• **Data listing**:
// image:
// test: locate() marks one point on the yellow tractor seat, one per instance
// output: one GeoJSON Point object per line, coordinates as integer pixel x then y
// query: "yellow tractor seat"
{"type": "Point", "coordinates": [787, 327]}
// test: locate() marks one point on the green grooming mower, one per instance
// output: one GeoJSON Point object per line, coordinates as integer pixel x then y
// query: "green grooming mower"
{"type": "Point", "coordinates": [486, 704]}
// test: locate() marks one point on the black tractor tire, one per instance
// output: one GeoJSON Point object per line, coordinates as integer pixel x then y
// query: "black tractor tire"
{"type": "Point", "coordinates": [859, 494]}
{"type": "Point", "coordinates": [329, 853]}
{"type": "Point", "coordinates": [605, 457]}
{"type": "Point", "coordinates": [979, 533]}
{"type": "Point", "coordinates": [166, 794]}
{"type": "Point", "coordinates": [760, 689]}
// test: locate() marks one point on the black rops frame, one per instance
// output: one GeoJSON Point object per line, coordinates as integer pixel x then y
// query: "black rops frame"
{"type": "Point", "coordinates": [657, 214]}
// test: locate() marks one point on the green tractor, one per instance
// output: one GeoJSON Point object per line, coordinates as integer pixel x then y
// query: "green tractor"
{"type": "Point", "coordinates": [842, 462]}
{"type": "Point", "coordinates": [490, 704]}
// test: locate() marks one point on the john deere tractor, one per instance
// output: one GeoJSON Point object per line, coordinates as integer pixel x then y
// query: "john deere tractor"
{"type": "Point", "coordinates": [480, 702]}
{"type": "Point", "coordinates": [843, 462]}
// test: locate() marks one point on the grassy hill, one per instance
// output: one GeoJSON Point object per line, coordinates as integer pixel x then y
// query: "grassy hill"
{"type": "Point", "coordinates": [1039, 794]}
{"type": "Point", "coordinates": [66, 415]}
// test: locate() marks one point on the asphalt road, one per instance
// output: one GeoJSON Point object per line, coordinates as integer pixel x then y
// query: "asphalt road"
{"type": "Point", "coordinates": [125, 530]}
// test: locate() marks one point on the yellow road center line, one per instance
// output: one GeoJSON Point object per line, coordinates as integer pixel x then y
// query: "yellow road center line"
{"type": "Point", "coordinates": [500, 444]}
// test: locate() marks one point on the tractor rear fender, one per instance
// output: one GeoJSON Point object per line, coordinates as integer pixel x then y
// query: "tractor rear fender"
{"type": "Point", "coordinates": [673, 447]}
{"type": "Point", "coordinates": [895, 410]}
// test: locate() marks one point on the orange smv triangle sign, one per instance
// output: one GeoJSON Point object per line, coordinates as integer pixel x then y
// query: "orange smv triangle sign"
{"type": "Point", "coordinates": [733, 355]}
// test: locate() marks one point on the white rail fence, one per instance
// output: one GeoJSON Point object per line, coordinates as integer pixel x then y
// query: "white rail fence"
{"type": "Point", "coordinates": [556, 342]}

• **Instructions for the task**: Restate the records above in full, keeping each line exactly as it stands.

• **Answer section**:
// image:
// test: locate() marks one point on the yellow tractor seat, one per instance
// output: one GeoJSON Point object per line, coordinates as integer pixel x then y
// query: "yellow tractor seat"
{"type": "Point", "coordinates": [787, 327]}
// test: locate() marks one point on the green grooming mower, one per instance
// output: one GeoJSON Point object per line, coordinates as integer pixel x then y
// query: "green grooming mower"
{"type": "Point", "coordinates": [486, 704]}
// test: locate() marks one point on the black tractor tire, one per instance
// output: one GeoJSON Point object per line, coordinates as integer pixel x then y
// query: "black tractor tire"
{"type": "Point", "coordinates": [859, 494]}
{"type": "Point", "coordinates": [329, 853]}
{"type": "Point", "coordinates": [605, 457]}
{"type": "Point", "coordinates": [979, 533]}
{"type": "Point", "coordinates": [166, 794]}
{"type": "Point", "coordinates": [760, 689]}
// test: locate() marks one point on the black rops frame, one per instance
// output: one GeoJSON Point object per line, coordinates as integer pixel x then y
// query: "black rops frame"
{"type": "Point", "coordinates": [657, 214]}
// test: locate() marks one point on the green tractor, one per instance
// output: one GeoJSON Point object per line, coordinates as integer pixel x then y
// query: "green tractor"
{"type": "Point", "coordinates": [842, 462]}
{"type": "Point", "coordinates": [490, 704]}
// test: locate() marks one point on the john deere tractor, one per instance
// output: one GeoJSON Point object per line, coordinates as integer pixel x then y
// query: "john deere tractor"
{"type": "Point", "coordinates": [480, 702]}
{"type": "Point", "coordinates": [843, 462]}
// test: locate() marks one point on the grassy hill, one per instance
// output: one GeoJSON Point object per line, coordinates as integer pixel x then y
// query: "grassy hill"
{"type": "Point", "coordinates": [1039, 794]}
{"type": "Point", "coordinates": [66, 415]}
// test: locate() marks one point on the asphalt road, one per instance
// output: one GeoJSON Point object per line, coordinates as integer pixel x then y
// query: "asphalt road"
{"type": "Point", "coordinates": [125, 530]}
// test: locate() marks one point on the yellow road center line, one per instance
// output: one GeoJSON Point object per line, coordinates as integer pixel x then y
// query: "yellow road center line"
{"type": "Point", "coordinates": [500, 444]}
// test: locate() marks one point on the tractor rear fender, one per instance
// output: one GeoJSON Point object per line, coordinates as integer pixel x then y
// query: "tractor rear fender"
{"type": "Point", "coordinates": [673, 447]}
{"type": "Point", "coordinates": [895, 410]}
// test: locate() marks one point on the orange smv triangle sign, one per instance
// output: one GeoJSON Point object per line, coordinates as integer pixel x then y
// query: "orange smv triangle sign"
{"type": "Point", "coordinates": [733, 355]}
// test: locate() marks one point on the white rail fence, one per instance
// output: one GeoJSON Point object per line, coordinates as integer pixel x then y
// query: "white rail fence"
{"type": "Point", "coordinates": [556, 342]}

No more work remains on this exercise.